■ **LO QUE SE PIDE**:
- A) Responde con base en el fragmento sobre El señor de los anillos:
(i) ¿Cuántas veces en total dice haber visto las películas?
(ii) ¿Qué hacen las sopranos en lugar de cantar?
(iii) Además de un Monte del Destino, ¿qué otra cosa hay en la comarca?
- B) Enumera los rasgos físicos que el fragmento sobre El señor de los anillos atribuye a las sopranos y a los tenores.
- C) Prosigue el fragmento sobre El señor de los anillos a partir de su última frase.

■ **FRAGMENTO PROPUESTO**:

+++

He tenido que ver nueve veces las películas de El señor de los anillos -quiero decir tres veces las tres películas-, y además zamparme las versiones extendidas, con sus proteínas necesarias y sus grasas redundantes, para comprender que esto no era una película, sino una ópera en tres actos. Lo que pasa es que como las sopranos son todas guapísimas y delgadísimas, y jamás cantan, sino que susurran, y todos los tenores aparecen esmirriados y sin afeitar, y tampoco cantan, sino que lanzan gritos guerreros, reconozco que  andaba muy despistado con la naturaleza del espectáculo. Pero esta vez, como ya me sabía los diálogos, y los destinos del personal, me he abandonado a la contemplación, y a la escucha, y allí, en el trasfondo de las escenas, subrayando los procederes, estaba la maravilla que ahora no paro de escuchar en el iTunes, mientras escribo, o se me va la mirada a las montañas. Al Monte del Destino, concretamente, porque aquí, en la comarca, también hay uno que es muy sombrío. Tenemos hasta una Torre del Mal, pero esa es otra historia...

+++

■ **DATOS APORTADOS**:
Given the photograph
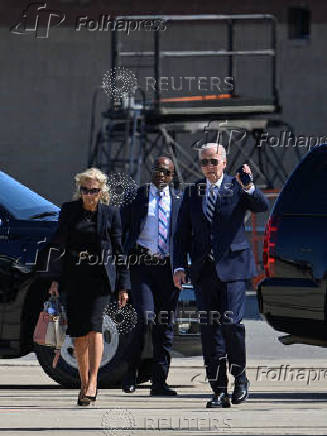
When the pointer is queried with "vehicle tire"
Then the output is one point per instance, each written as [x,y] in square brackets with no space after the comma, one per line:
[113,365]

+++

■ **LAS RESPUESTAS**:
- A)
(i) Nueve veces.
(ii) Susurran.
(iii) Una Torre del Mal.

- B)
Sopranos: guapísimas, delgadísimas.
Tenores: esmirriados, sin afeitar.

- C)
También he tenido que ver nueve veces las películas para comprender que los habitantes de la Tierra Media son más inteligentes que nosotros, aunque lleven varios siglos de retraso tecnológico. Ellos aceptan que su destino ya está escrito, que viene prefigurado en las profecías, y que cuando se lanzan a la acción y al desempeño, saben que recorren un camino ya recorrido. Aceptan, con sabiduría, su inanidad. Nosotros, en cambio, que podríamos masacrar toda la Tierra Media con dos pepinos nucleares, insistimos en creernos los reyes del mambo, los libertarios de la voluntad, y nos creemos caminantes que hacen camino al andar. Qué bonito poema, y qué alta vanidad.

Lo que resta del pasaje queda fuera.